(YOUR GOAL) Copy the data that follows exactly, and include none of its images.

+ + +

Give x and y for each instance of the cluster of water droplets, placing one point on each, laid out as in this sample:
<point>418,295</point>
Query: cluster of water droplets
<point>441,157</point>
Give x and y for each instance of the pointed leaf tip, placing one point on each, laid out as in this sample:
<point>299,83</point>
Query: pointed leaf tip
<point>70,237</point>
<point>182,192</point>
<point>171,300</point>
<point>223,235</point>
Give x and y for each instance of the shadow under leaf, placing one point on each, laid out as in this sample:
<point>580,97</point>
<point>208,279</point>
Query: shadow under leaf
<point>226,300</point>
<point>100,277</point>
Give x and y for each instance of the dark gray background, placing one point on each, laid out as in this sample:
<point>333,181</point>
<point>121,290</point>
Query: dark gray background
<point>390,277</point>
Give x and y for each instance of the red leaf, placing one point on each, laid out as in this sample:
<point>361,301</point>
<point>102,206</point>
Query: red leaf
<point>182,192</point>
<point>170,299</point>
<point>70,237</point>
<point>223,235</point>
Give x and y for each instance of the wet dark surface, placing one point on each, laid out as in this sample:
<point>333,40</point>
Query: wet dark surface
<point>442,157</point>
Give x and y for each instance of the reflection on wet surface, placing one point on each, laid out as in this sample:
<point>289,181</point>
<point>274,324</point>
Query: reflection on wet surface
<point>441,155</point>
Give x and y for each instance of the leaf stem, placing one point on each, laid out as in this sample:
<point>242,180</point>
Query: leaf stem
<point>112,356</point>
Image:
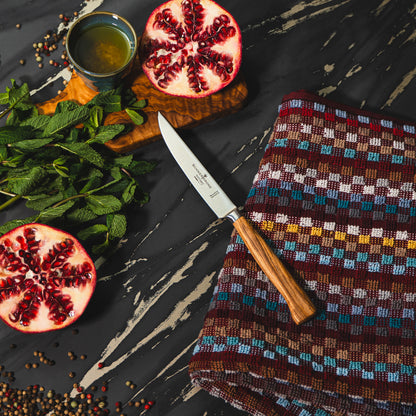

+ + +

(REPLY)
Give x and y for each instance of the cluster of water droplets, placing one point on each, laid out as in this sample:
<point>418,295</point>
Query: cluster of water droplets
<point>441,157</point>
Give x and y for each instance of the pointed leaf tip, placing one point on each, laid out as in this sample:
<point>299,83</point>
Query: pointed leaf tip
<point>70,237</point>
<point>182,192</point>
<point>171,300</point>
<point>223,235</point>
Give x and y for each instance of the shadow under leaf, placing one point on each, laid out as in this sample:
<point>580,97</point>
<point>208,279</point>
Query: shadow under leaf
<point>226,300</point>
<point>100,277</point>
Give x and y for each instance of the dark gray background, placing one point on each, laid out as in this sample:
<point>333,181</point>
<point>121,290</point>
Query: dark gray background
<point>390,277</point>
Give x and y for each instance of the red leaf, placing one point on each, laid out as in this sample:
<point>361,301</point>
<point>102,206</point>
Query: red leaf
<point>182,192</point>
<point>170,299</point>
<point>70,237</point>
<point>223,235</point>
Give x and y for each instance of the wet dark surface, placing one point on each, laid out as in this sample:
<point>333,40</point>
Query: wet dark surface
<point>442,157</point>
Give x and y for each instance of the reflection on wet surface, placing one point on each, laid out as in this sample:
<point>289,181</point>
<point>274,324</point>
Query: reflection on wet surface
<point>441,155</point>
Give x and y for each instance of the leaf stem, placing one point on each, laid out as in this sample:
<point>242,180</point>
Query: leaf stem
<point>112,356</point>
Image:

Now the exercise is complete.